• Task to carry out
Swap "Tag every instance" for "Mark each occurrence" everywhere it occurs in the data below, leaving every other part unchanged. Omit the pictures from your answer.

[Records from a collection]
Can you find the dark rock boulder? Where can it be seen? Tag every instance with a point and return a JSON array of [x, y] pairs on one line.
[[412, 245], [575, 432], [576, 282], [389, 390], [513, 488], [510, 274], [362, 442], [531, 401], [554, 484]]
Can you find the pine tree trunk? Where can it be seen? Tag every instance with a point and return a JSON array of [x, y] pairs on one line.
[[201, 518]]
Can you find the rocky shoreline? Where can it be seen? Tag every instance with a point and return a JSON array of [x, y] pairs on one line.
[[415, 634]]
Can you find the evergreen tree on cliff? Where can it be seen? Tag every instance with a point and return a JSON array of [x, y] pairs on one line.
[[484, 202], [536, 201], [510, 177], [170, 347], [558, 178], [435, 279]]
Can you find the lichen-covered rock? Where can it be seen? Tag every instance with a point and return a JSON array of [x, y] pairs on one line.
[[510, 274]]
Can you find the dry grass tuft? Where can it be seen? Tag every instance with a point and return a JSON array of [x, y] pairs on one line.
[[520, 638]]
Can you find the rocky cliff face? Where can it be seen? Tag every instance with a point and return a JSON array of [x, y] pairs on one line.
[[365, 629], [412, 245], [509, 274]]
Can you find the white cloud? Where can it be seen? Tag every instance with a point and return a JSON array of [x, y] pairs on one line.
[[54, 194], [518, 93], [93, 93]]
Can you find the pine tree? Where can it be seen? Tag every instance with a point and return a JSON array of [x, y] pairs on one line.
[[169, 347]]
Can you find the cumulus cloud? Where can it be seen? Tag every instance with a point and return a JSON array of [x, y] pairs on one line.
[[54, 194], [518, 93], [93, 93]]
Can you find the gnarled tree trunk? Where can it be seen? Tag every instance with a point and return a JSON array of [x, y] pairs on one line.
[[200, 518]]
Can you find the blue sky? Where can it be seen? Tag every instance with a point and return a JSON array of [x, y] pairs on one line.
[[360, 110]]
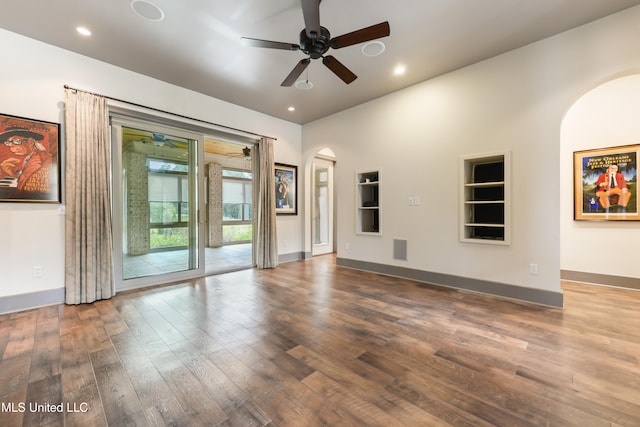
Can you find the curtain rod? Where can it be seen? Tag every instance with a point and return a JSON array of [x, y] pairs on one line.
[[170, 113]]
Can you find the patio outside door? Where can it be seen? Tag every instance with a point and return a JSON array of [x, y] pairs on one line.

• Correct answer
Can you find the dark rock boulder? Where can it be seen? Mark each occurrence with a point and return a JSON array of [x, y] pairs on one line.
[[412, 245], [575, 432], [576, 282], [389, 390], [513, 488], [510, 274], [362, 442], [531, 401], [554, 484]]
Can you find the pine tree trunk? Where can it be seen? Mark each occurrence with a point and return a JSON array of [x, y] pairs on one line.
[[201, 518]]
Can you find the rocky shoreline? Where can it be seen? Mark each occurrence with a point and return a JSON array of [x, y] pairs on one line.
[[415, 634]]
Can you find the evergreen tree on cliff? Where can it be seen? Mark each occurrence with a point and return a JSON array of [x, y] pairs on one line.
[[484, 202], [536, 201], [510, 177], [170, 347], [558, 178], [435, 279]]
Can you find the lichen-covered rock? Where can it be seen? Mark each occurrence with a point and return a JSON array of [x, y] pairs on one line.
[[510, 274]]
Can you find the dry grass tuft? Where can it be seen? Mark each occurrence with a point and return a JSON array of [x, y] pairs on one line.
[[520, 638]]
Can you find the rocky cliff face? Where can it be seen? Mark each occurrence with a point and return a JSON array of [x, y] pairs on one line.
[[365, 629], [412, 245], [509, 274]]
Can you find the white cloud? Where can it be seen? Mark each occurrence with a point and return a JSON array of [x, y] pairs on one line.
[[54, 194], [518, 93], [93, 93]]
Can you find the pine tree? Where can it be seen? Mark each occurrence with a point and return a JSON array of [x, y] pairs on one line.
[[169, 347]]
Can you find the cumulus cloud? Where can it be seen? Mark each occurrence with a point and return a JSON array of [x, y] pairs on one line.
[[54, 194], [518, 93], [93, 93]]
Can you find the gnarled tree trunk? Where can it be seen? Mark each occurrence with a point and return a JSON array of [x, y] pairs on one line.
[[200, 518]]
Can you find the blue sky? Where can it be seen? Mark each occurrence with a point and return a JSON array of [x, y] pairs on one line.
[[360, 110]]
Can you find the curtain rod? Where can it be seen? Mark each occurrence with a point and return a JSON array of [x, y] pairs on one line.
[[170, 113]]
Can you find the patio outside door? Where can it be seen? Mark each occurrence with a point and return a JSON array of [x, y] pairs on one line.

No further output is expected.